Segment Start: Data supplied

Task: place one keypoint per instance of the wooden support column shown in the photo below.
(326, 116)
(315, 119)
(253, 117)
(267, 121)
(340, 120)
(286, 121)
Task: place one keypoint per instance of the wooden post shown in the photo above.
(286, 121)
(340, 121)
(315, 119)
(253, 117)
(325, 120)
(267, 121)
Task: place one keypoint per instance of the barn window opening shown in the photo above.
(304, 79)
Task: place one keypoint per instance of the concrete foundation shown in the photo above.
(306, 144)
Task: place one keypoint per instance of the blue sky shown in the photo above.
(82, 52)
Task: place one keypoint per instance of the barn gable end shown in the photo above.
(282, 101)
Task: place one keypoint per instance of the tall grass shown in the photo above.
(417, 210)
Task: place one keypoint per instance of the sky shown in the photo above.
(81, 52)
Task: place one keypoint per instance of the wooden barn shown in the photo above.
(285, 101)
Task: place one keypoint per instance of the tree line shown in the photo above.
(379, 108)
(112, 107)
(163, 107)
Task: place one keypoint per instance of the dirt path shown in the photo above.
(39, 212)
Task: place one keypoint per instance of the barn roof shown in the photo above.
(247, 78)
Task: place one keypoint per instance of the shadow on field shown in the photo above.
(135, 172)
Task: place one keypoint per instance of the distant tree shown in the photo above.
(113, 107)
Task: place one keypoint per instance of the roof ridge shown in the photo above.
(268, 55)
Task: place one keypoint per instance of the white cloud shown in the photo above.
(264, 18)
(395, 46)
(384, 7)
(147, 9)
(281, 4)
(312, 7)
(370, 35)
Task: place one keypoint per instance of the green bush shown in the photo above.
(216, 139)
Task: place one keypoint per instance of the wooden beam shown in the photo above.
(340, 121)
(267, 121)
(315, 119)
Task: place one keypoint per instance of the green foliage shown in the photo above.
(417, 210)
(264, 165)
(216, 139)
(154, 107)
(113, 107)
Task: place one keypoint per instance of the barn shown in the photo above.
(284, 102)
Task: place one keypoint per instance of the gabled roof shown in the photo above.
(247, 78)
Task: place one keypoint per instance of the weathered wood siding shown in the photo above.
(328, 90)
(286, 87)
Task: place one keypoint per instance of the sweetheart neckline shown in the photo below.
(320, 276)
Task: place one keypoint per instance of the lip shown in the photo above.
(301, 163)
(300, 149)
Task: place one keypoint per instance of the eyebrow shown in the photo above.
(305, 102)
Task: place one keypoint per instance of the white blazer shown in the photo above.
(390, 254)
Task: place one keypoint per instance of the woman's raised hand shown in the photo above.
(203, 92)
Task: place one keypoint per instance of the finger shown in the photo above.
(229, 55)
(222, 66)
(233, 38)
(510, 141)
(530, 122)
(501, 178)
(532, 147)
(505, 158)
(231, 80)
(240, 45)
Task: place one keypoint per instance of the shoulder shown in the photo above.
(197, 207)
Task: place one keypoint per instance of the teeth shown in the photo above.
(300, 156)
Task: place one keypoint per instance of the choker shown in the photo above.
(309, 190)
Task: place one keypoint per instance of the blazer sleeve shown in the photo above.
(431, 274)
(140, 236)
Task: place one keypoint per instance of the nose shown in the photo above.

Segment End: Data supplied

» What is needed
Restate every record exactly, leaving nothing out.

» Output of the task
Task: place one keypoint per instance of the wooden support column shown in the photo below.
(326, 116)
(315, 119)
(253, 117)
(267, 121)
(340, 120)
(286, 121)
Task: place one keypoint per instance of the wooden post shown in the photo above.
(286, 121)
(340, 121)
(315, 119)
(253, 117)
(325, 120)
(267, 121)
Task: place one keypoint per instance of the barn window opening shown in the photo above.
(304, 79)
Task: place one keypoint per instance of the concrete foundation shown in the photo above.
(306, 144)
Task: place one keypoint per instance of the blue sky shown in the photo above.
(82, 52)
Task: place one keypoint per instance of the barn gable end shown in the photo above.
(282, 101)
Task: place one keypoint per instance of the tall grass shown in the photo above.
(417, 210)
Task: place one keypoint per instance of the sky shown in the photo above.
(81, 52)
Task: place one keypoint per instance of the wooden barn shown in the photo above.
(285, 101)
Task: place one keypoint per instance of the tree line shown in the photo above.
(379, 108)
(112, 107)
(163, 107)
Task: place one keypoint per instance of the dirt path shown in the photo above.
(39, 212)
Task: place one keypoint per instance of the barn roof shown in the photo above.
(247, 78)
Task: place one keypoint per instance of the shadow on field shown in the photo above.
(135, 172)
Task: place one keypoint per instance of the distant tree shown in the photo above.
(113, 107)
Task: place one keypoint per instance of the roof ridge shown in the photo above.
(268, 55)
Task: place one keypoint per instance of the white cloud shown in the photo above.
(264, 18)
(395, 46)
(384, 7)
(147, 9)
(281, 4)
(312, 7)
(370, 35)
Task: place one keypoint per instance of the green bush shown in the photo above.
(216, 139)
Task: place one keypoint per instance of the wooden beam shown in the photo above.
(340, 121)
(267, 121)
(315, 119)
Task: place one keypoint per instance of the green foliage shown in the photo above.
(417, 210)
(264, 165)
(216, 139)
(154, 107)
(113, 107)
Task: place one keypoint per instance of the barn shown in the photo above.
(284, 102)
Task: place one keypoint per instance of the gabled roof shown in the photo above.
(247, 78)
Task: place one keypoint per instance of the weathered wood siding shown in the photo above.
(328, 90)
(286, 87)
Task: place one keypoint per instance of the sweetheart neckline shown in the photo below.
(320, 276)
Task: place one keypoint per instance of the lip shown in the photo above.
(301, 163)
(300, 149)
Task: place one keypoint per instance of the eyebrow shown in the photo above.
(305, 102)
Task: place one keypoint per instance of the white blazer shown in the photo above.
(390, 254)
Task: place one keypoint per instance of the woman's raised hand shown in the photo above.
(203, 92)
Task: place one keypoint per instance of the finger shown in the photo above.
(229, 55)
(222, 66)
(233, 38)
(510, 141)
(530, 122)
(501, 178)
(532, 147)
(505, 158)
(231, 80)
(240, 45)
Task: place one keypoint per instance of the shoulder shown in the photo above.
(197, 207)
Task: place one keypoint per instance of the teeth shown in the photo above.
(300, 156)
Task: place one keypoint per instance of the choker shown in the photo above.
(309, 190)
Task: place one keypoint per instance of the blazer sleeve shown in the photo above.
(431, 274)
(140, 236)
Task: place one keypoint per instance of the nose shown in the photo above.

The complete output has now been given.